-------- Passage shown --------
Making a Will
Simply put, a will is the only certain way to ensure that your wishes are met after you pass away. With a valid will, you can give your money, property, possessions and investments (also known as your estate) to the people, organisations and causes you value most.
If you do not have a valid will, you are considered “intestate” and your estate is divided according to the rules of intestacy, not your wishes. Under these rules, only married or civil partners and some close relatives can inherit your estate.
Dying Without a Will (Intestate)
Married and civil partners only inherit under the rules of intestacy if they were married at the time of death and take precedence over children and grandchildren. If there are surviving descendants, the partner will receive all the personal property and belongings, the first £250,000 of the estate (provided the estate is valued over £250,000) and half of the remaining estate.
If there are no surviving descendants, the partner will inherit all the personal property and belongings, and the entirety of the estate with interest from the date of death. For more info, please contact our Will and Probate team directly, or consult the Citizen’s Advice Bureau for free advice.
-------- Data records --------
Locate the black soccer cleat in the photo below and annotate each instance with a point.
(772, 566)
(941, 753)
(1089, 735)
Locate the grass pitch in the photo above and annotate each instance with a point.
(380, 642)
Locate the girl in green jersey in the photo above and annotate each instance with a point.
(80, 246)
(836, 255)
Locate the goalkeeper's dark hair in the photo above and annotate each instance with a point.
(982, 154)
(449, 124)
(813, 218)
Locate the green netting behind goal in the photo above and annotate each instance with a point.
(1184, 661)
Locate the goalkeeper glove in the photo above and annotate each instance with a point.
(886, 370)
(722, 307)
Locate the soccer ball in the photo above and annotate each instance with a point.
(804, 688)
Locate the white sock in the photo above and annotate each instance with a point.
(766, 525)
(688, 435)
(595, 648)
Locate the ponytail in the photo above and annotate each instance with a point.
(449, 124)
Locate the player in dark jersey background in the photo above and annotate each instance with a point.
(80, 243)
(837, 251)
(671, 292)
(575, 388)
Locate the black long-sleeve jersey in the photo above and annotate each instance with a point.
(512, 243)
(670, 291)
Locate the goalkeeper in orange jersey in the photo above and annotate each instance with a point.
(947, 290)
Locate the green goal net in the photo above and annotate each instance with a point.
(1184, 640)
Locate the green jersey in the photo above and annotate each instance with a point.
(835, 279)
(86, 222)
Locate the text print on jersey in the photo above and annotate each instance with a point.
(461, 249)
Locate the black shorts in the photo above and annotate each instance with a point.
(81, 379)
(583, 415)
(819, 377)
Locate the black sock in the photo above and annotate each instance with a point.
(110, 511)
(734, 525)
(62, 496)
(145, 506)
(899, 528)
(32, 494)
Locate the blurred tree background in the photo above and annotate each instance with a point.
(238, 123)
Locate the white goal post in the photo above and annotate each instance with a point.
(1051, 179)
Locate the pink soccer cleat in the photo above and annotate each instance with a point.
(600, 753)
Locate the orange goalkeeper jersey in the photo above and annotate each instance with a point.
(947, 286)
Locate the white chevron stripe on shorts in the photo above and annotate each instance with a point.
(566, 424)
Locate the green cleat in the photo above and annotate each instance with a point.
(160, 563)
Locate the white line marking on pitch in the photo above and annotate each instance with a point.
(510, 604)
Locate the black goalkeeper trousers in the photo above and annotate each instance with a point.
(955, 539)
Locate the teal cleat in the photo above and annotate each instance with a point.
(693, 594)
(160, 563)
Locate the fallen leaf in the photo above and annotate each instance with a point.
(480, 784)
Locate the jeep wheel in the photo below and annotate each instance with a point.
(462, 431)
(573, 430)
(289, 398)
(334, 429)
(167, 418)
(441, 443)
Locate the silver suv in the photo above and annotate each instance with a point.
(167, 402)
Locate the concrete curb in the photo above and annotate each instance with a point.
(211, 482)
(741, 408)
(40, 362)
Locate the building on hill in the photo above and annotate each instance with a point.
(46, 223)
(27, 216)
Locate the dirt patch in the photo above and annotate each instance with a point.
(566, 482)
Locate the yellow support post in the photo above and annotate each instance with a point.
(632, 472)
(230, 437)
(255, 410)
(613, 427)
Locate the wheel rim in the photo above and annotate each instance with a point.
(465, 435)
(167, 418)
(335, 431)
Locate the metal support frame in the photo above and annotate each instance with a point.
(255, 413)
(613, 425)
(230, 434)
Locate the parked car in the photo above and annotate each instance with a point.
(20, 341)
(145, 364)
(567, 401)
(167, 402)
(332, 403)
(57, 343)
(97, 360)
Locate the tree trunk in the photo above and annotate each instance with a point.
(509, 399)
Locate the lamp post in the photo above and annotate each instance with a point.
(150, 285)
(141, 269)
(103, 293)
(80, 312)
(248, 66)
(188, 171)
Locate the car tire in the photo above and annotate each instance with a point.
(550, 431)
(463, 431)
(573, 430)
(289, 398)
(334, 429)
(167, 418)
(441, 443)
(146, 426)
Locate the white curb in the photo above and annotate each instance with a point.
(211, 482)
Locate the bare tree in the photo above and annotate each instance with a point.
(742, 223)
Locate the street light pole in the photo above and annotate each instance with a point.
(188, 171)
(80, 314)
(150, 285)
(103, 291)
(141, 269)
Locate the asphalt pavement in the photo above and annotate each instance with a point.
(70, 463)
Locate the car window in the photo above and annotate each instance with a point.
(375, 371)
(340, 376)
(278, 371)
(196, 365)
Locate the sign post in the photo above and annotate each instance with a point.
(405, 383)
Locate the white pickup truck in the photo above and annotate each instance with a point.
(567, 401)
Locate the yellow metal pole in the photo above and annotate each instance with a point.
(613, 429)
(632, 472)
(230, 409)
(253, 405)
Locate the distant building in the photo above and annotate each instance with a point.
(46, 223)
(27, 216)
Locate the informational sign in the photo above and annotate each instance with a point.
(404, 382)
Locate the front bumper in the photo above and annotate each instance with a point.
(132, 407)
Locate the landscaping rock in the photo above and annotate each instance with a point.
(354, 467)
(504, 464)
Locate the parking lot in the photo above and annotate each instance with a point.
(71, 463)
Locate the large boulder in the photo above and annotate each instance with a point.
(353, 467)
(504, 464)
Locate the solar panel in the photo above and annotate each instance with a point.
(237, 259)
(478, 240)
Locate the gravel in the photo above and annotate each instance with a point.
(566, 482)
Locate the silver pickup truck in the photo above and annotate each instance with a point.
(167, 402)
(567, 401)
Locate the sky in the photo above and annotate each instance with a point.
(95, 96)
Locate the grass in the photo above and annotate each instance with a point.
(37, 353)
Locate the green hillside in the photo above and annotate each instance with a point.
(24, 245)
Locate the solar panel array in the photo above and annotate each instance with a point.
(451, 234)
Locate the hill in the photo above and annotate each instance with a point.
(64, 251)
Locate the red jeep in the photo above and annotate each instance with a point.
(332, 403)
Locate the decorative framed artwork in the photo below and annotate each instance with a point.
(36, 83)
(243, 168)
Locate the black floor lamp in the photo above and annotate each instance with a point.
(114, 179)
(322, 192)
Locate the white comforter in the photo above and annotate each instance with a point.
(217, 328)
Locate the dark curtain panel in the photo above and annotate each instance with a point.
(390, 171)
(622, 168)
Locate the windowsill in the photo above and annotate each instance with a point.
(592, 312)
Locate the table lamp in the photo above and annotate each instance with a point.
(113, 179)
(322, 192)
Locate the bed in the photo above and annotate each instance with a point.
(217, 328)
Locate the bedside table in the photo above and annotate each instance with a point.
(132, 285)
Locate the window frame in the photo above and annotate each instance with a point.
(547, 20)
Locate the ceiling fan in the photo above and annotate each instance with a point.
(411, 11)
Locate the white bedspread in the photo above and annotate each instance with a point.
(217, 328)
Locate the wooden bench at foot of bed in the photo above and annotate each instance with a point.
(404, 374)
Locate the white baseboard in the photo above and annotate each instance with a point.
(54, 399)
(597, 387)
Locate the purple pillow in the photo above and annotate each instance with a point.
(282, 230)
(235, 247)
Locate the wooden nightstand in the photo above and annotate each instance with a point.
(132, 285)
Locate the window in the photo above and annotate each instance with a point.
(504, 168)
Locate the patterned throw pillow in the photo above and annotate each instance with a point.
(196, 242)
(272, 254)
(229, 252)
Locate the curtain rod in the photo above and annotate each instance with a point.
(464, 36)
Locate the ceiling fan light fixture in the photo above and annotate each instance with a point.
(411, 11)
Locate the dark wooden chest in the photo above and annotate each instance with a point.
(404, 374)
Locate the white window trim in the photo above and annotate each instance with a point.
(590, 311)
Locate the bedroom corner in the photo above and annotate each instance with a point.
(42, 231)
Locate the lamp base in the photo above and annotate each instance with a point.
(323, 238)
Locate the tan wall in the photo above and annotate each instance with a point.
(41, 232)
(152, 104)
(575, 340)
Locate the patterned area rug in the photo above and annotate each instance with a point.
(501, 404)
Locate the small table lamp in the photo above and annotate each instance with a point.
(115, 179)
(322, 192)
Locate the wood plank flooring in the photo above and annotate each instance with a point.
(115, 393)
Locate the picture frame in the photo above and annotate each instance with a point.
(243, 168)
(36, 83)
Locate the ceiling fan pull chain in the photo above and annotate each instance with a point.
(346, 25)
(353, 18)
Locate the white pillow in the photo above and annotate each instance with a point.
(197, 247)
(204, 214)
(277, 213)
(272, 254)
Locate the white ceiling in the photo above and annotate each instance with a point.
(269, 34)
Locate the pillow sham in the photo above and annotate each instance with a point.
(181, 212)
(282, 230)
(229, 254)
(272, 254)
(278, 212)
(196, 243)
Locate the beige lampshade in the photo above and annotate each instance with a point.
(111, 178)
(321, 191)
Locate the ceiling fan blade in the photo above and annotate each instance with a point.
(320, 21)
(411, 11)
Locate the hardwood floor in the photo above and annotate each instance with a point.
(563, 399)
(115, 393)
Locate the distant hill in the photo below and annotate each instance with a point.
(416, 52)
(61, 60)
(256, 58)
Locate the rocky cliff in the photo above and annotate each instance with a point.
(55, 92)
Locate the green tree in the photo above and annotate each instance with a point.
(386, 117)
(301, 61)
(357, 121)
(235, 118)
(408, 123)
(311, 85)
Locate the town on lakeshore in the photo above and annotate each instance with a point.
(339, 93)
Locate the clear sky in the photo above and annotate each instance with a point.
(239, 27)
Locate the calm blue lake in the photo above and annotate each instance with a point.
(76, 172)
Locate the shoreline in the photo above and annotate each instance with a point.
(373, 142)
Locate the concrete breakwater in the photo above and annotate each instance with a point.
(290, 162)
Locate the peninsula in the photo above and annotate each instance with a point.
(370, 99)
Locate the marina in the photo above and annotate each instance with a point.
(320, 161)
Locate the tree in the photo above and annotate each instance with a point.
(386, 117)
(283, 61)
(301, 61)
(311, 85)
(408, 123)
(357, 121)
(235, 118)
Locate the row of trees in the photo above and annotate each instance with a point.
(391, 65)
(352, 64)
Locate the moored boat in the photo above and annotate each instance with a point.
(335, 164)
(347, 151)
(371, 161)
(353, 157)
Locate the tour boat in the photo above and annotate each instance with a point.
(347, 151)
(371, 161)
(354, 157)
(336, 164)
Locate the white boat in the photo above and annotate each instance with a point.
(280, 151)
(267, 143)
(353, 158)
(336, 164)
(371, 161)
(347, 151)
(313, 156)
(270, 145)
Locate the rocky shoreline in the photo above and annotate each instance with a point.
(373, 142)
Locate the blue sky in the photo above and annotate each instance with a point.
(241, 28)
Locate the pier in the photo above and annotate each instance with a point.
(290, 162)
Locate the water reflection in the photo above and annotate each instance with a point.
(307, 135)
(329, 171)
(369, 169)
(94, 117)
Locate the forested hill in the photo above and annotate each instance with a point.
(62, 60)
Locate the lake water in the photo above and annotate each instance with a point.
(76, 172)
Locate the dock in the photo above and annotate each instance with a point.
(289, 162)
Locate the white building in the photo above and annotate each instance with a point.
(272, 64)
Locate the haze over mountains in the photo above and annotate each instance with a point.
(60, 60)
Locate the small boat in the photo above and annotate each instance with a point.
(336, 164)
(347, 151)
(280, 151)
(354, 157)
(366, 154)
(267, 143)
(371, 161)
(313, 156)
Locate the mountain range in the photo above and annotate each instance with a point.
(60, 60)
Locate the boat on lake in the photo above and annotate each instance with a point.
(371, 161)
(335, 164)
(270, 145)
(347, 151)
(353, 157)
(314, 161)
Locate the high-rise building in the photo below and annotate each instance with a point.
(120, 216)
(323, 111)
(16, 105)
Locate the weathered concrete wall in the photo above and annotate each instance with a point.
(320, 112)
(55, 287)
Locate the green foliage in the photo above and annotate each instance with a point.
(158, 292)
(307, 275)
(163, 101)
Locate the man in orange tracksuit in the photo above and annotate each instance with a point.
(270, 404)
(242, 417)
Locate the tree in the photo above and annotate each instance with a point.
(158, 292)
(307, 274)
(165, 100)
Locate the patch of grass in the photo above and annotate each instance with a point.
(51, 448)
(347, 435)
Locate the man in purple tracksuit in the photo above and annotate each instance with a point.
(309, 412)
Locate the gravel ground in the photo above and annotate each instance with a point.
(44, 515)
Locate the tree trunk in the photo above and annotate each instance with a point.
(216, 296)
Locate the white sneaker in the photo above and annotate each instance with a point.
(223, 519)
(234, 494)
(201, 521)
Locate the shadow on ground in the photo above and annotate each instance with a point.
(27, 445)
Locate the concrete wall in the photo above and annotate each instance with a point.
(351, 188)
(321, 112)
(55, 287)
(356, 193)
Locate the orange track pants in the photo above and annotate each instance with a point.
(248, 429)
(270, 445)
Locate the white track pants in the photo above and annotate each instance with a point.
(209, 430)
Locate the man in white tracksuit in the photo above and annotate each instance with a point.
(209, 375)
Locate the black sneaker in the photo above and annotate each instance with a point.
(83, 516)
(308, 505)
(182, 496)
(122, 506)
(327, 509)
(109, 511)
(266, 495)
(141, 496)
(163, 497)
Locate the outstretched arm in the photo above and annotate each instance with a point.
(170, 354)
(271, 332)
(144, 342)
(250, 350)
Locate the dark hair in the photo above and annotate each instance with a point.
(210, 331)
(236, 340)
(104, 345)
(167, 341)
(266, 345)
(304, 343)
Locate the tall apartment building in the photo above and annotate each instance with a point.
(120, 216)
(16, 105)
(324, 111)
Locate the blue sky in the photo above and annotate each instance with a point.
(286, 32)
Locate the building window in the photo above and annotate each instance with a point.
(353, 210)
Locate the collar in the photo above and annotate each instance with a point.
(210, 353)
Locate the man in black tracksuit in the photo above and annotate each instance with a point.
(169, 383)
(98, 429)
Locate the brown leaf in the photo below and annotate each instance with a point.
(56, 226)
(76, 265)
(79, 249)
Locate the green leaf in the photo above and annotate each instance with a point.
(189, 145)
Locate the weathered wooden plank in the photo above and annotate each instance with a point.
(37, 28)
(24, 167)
--------
To-do list:
(a) Can you rewrite the stretch of the will-making text from "Making a Will" through "you value most.", with "estate" renamed "assets"?
(b) How would you put this sentence from the will-making text into Spanish: "Under these rules, only married or civil partners and some close relatives can inherit your estate."
(c) Can you resume the text on making a will, picking up after its final sentence?
Nothing in the lines is needed here.

Expected outputs:
(a)
Making a Will
Simply put, a will is the only certain way to ensure that your wishes are met after you pass away. With a valid will, you can give your money, property, possessions and investments (also known as your assets) to the people, organisations and causes you value most.

(b) Según estas normas, solo los cónyuges o las parejas civiles y algunos familiares cercanos pueden heredar su patrimonio.

(c)
How to Write a Will
Writing a will can be summarised in five stages:
- >Value your Estate
- >Decide How You Will Divide Your Estate
- >Choose Your Executors
- >Write Your Will
- >Sign Your Will
However, these stages can prove extremely complicated and time-consuming if you do not have expert help. Even if your estate is small and your will is extremely simple, we recommend seeking expert advice to make sure that it is legally binding.
Valuing Your Estate
In order to value your estate, you first need to define your estate. Make a list of all your assets and debts, including loans, physical property, investments, etc. Assets that typically make up an estate include, but are not limited to:
- >Your home and any other property owned by you
- >Savings in bank and building society accounts
- >National Savings (such as premium bonds)
- >Insurance policies, including endowment policies and life assurance
- >Pension funds including lump sum payments upon death
- >Investments such as trusts, stocks and shares
- >Motor Vehicles
- >Jewellery, art, antiques and other personal belongings
- Furnishings, furniture and other household contents
Debts that typically make up an estate include, but are not limited to:
- >Credit Card Balances
- >Bank Overdrafts
- >Equity Release(s)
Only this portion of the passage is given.